---------- RECORDS FOR THIS EXERCISE ----------

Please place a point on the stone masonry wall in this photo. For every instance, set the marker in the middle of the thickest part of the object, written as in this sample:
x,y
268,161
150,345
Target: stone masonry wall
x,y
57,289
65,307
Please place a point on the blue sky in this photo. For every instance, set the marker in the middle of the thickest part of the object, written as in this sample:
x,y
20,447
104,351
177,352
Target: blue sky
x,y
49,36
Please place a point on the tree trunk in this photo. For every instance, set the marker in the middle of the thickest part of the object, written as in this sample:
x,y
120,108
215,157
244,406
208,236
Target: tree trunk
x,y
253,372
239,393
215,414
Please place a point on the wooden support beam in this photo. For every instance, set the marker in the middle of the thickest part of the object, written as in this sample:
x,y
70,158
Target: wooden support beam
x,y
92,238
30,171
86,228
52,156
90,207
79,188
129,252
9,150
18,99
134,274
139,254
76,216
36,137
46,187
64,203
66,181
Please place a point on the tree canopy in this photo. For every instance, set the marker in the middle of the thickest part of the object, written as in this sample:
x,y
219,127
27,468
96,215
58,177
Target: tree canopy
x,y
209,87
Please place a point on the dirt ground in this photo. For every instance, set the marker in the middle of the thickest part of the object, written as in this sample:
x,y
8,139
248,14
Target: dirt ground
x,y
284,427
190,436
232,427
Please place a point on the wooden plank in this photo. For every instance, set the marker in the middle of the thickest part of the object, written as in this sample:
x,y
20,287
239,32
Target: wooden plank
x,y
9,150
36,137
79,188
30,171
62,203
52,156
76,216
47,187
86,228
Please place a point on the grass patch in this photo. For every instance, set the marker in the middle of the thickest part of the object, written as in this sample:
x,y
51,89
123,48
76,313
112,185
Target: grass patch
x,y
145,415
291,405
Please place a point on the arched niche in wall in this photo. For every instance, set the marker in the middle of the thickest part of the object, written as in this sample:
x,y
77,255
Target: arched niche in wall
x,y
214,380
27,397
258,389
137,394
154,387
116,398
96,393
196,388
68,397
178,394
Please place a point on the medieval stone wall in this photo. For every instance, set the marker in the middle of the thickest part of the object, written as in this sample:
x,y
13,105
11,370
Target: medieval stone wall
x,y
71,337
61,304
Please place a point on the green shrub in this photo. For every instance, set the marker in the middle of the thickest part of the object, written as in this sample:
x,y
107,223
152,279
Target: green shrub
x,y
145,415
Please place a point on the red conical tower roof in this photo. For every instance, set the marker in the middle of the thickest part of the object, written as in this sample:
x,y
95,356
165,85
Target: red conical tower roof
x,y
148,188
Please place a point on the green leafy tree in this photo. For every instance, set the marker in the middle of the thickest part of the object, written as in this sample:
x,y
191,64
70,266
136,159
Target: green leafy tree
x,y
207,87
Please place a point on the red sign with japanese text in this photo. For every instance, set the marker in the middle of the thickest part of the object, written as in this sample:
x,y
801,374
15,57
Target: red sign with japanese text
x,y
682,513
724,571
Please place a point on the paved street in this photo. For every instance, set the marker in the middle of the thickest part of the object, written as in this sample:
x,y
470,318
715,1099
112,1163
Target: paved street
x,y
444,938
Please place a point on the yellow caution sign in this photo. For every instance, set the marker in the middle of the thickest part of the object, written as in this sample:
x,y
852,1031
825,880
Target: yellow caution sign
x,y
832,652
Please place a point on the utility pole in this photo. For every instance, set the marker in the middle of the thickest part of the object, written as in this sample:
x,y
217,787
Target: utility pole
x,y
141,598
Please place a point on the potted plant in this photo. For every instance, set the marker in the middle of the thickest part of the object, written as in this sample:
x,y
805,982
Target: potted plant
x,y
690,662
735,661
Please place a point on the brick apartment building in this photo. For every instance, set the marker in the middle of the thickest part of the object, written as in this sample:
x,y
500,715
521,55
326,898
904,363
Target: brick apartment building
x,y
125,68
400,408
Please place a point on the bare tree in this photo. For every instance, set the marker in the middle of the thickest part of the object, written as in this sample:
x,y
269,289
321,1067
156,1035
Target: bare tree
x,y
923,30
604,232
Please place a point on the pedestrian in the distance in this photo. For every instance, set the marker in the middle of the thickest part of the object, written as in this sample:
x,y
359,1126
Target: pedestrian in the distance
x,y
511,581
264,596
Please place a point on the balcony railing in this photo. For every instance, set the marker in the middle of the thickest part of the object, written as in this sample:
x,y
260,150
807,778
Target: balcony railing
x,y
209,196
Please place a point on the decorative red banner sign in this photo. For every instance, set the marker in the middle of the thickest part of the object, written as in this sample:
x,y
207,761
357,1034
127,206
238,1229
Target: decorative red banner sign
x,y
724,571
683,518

----------

WORK ITEM:
Repeat all of the data exactly.

COMPLETED EXERCISE:
Please place a point on the stone masonry wall in this photo. For every instance, set the marker in the middle of the thickest part of the object, written as in this sample:
x,y
268,161
150,345
Target: stone masonry wall
x,y
57,289
65,307
Please place a point on the blue sky in this photo. For every instance, set the marker in the middle of the thickest part of the object, written as in this sample:
x,y
20,447
104,351
177,352
Target: blue sky
x,y
49,36
Please place a point on the tree trunk in this photo. For every instance, set the marker in the middle of the thickest part of the object, written as in this sample:
x,y
120,108
215,157
244,406
208,236
Target: tree trunk
x,y
253,372
239,393
215,414
Please place a point on the wooden support beam in this photo. For every instance, set the marker in the middle of the thickest part of the object, written as in this sample:
x,y
70,158
Target: wooden support beam
x,y
92,238
30,171
86,228
52,156
90,207
79,188
129,252
9,150
18,99
134,274
139,254
76,216
36,137
46,187
64,203
66,181
Please place a point on the tree canopy in this photo. For every instance, set the marker in the middle of the thickest part of the object, written as in this sample:
x,y
219,127
27,468
96,215
58,177
Target: tree canopy
x,y
209,87
Please place a point on the dirt ground in this photo. For every instance, set the marker in the middle of the thickest part of the object, written as in this sample:
x,y
8,139
248,14
Target: dirt ground
x,y
284,427
190,436
232,427
Please place a point on the wooden plank in this photo. For every instance, set the marker in the middle of the thickest part of the object, written as in this sample:
x,y
20,287
239,32
Target: wooden plank
x,y
9,150
36,137
79,188
30,171
62,203
52,156
76,216
47,187
86,228
Please place a point on the grass patch in this photo. For every instance, set the marker in the middle of the thickest part of the object, written as in this sample:
x,y
51,89
123,48
76,313
112,185
Target: grass patch
x,y
145,415
291,405
Please place a point on the arched niche in wall in this photo. For every instance, set the marker in the middle of the thickest part of the object, written as in this sample:
x,y
77,255
Target: arched niche in wall
x,y
214,380
27,397
258,389
137,394
154,387
116,398
96,393
196,388
68,397
178,394
Please place a point on the medieval stone wall in this photo. For every instance, set the marker in the middle of the thickest part of the object, written as in this sample:
x,y
13,105
11,370
Target: medieval stone wall
x,y
71,337
61,304
Please place a point on the green shrub in this photo. For every instance, set the marker in the middle of the thickest part of the object, written as in this sample:
x,y
107,223
152,279
Target: green shrub
x,y
145,415
Please place a point on the red conical tower roof in this photo. For every instance, set the marker in the middle of the thickest part of the object, written as in this sample:
x,y
95,356
165,85
Target: red conical tower roof
x,y
148,188
Please place a point on the green leafy tree in this photo. For every instance, set the marker in the middle of the thickest part of the object, written as in this sample:
x,y
191,64
70,266
136,159
Target: green leafy tree
x,y
207,87
Please place a point on the red sign with japanese text in this photo. For every instance, set the marker in the middle of the thickest part of the object, written as in this sample:
x,y
801,374
15,57
Target: red sign with japanese text
x,y
682,513
724,571
Please place a point on the paved street in this photo. For every instance, set the marker in the middle of the thickest part of the object, written as in this sample:
x,y
470,318
715,1099
112,1163
Target: paved street
x,y
444,938
Please place a point on the yellow caution sign in this photo. For every instance, set the marker in the middle of the thickest part of the object, written as in this sample:
x,y
852,1031
825,880
Target: yellow caution sign
x,y
832,652
Please place a point on the utility pole in this photo. For every instance, set the marker in the middle of the thickest part of the object, written as in this sample:
x,y
217,787
Target: utility pole
x,y
141,598
Please place a point on the potted plant in this photo. For every instance, set the marker in the middle of the thickest part of the object, written as in this sample:
x,y
805,982
Target: potted plant
x,y
690,662
735,661
Please place a point on the brick apartment building in this photo. For every instance, set the marker in the middle of the thickest part of the object, written as in this sample:
x,y
500,715
521,55
326,898
904,363
Target: brick apartment building
x,y
125,68
400,408
Please place a point on the bare tree in this photo. For every instance, set the marker in the middle of the thickest part of the object, written as in this sample:
x,y
269,289
321,1067
156,1035
Target: bare tree
x,y
923,30
604,232
Please place a point on the pedestrian in the distance in this photo. For every instance, set the marker in the middle of the thickest part of the object, written as in this sample:
x,y
359,1126
Target: pedestrian in the distance
x,y
511,581
264,596
Please place a point on the balcony railing in this photo. For every instance, set the marker in the middle of the thickest part of the object, written as in this sample:
x,y
260,150
807,778
Target: balcony railing
x,y
209,196
Please place a point on the decorative red banner sign in this photo. For every instance, set the marker in the middle of the thickest part of the object, written as in this sample:
x,y
207,761
357,1034
127,206
238,1229
Target: decorative red banner sign
x,y
724,571
683,518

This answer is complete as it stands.